## What to produce
Your answer should consist of the lines in the following data that contain "building".

* * * * * * *

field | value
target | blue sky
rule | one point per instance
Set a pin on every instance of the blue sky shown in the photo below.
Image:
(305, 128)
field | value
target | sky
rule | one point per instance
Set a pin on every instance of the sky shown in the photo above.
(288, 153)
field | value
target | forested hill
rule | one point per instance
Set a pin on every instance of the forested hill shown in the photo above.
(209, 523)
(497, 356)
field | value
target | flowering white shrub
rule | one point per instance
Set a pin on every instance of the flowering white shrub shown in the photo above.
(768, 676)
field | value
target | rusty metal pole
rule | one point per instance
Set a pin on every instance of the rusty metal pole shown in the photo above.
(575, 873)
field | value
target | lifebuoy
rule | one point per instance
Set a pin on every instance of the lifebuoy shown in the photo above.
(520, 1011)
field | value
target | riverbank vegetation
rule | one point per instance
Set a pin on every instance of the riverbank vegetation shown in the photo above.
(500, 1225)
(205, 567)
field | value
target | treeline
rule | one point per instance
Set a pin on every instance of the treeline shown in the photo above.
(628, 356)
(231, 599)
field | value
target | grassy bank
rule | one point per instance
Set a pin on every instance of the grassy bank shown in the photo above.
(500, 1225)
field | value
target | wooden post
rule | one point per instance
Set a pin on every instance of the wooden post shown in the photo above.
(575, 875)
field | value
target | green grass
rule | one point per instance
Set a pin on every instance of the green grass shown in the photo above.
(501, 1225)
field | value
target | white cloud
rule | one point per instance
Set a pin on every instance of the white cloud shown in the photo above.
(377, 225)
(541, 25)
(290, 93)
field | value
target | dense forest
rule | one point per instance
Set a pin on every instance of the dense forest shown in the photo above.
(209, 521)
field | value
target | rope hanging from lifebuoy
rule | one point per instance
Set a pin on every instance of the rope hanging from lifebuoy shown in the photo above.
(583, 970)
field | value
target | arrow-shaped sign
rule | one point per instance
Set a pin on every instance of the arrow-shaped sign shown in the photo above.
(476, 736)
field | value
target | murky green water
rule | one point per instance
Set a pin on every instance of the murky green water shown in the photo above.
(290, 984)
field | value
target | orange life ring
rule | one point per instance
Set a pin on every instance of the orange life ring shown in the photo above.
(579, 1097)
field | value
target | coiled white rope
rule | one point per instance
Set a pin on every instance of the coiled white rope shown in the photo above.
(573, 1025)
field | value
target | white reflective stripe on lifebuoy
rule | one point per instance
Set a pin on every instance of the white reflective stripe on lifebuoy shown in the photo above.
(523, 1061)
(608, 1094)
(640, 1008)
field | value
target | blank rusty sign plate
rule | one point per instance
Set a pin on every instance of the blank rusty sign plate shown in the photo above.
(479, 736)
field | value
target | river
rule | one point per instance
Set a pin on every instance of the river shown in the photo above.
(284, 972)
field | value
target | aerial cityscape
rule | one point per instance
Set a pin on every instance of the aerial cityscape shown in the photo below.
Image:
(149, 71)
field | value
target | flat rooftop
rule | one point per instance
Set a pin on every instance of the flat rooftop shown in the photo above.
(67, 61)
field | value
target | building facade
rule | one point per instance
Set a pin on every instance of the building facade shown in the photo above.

* * * * * * *

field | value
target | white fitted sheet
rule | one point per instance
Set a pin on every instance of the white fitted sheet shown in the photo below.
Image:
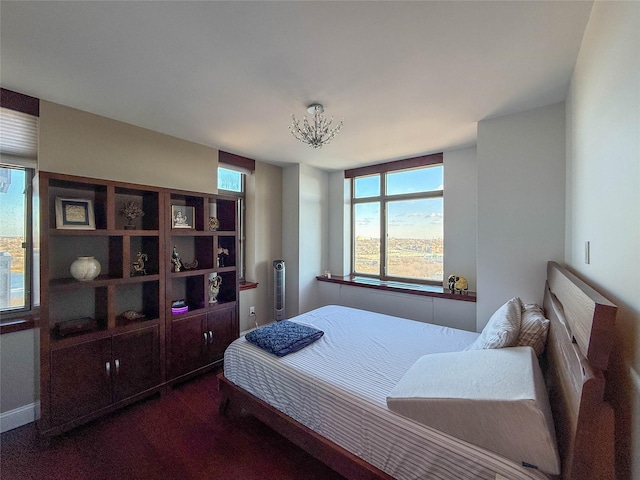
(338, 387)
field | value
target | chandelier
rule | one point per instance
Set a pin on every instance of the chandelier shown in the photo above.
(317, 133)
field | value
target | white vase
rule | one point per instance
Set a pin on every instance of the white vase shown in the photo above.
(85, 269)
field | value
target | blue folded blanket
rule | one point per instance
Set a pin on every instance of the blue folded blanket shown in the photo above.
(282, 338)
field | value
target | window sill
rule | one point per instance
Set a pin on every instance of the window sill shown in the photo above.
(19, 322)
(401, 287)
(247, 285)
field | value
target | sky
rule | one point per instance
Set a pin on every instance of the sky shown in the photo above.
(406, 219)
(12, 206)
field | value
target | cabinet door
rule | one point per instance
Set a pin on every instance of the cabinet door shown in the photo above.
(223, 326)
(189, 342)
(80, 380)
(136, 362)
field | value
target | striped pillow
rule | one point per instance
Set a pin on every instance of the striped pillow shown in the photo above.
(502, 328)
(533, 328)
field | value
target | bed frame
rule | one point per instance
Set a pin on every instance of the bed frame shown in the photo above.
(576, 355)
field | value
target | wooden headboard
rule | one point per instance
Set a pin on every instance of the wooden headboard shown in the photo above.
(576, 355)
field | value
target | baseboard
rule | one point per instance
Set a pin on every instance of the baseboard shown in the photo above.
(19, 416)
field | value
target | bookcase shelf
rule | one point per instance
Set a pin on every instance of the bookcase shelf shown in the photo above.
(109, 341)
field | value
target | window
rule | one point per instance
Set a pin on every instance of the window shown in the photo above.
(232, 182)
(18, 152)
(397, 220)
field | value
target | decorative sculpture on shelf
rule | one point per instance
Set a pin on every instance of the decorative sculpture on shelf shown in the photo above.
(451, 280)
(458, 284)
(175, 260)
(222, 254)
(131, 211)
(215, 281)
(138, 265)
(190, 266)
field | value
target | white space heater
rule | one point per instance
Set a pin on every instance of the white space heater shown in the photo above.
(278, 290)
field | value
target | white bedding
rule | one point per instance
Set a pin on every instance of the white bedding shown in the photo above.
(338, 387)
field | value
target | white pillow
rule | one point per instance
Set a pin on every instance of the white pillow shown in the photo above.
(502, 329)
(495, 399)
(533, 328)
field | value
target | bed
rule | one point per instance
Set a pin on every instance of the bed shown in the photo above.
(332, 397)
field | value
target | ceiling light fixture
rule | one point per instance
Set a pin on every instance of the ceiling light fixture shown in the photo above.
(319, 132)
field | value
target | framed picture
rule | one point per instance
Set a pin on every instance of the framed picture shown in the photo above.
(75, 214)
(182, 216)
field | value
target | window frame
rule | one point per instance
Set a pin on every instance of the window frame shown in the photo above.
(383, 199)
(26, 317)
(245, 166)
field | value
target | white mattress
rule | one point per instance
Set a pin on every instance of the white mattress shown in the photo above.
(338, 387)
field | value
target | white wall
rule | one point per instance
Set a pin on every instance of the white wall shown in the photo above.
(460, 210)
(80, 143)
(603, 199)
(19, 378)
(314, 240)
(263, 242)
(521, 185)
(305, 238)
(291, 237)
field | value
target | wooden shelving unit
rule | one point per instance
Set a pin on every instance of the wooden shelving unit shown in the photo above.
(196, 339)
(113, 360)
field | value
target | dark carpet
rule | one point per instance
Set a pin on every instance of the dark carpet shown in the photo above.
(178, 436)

* * * * * * *

## Output for this exercise
target | building facade
Set a pin on every instance of the building facade shown in the photo above.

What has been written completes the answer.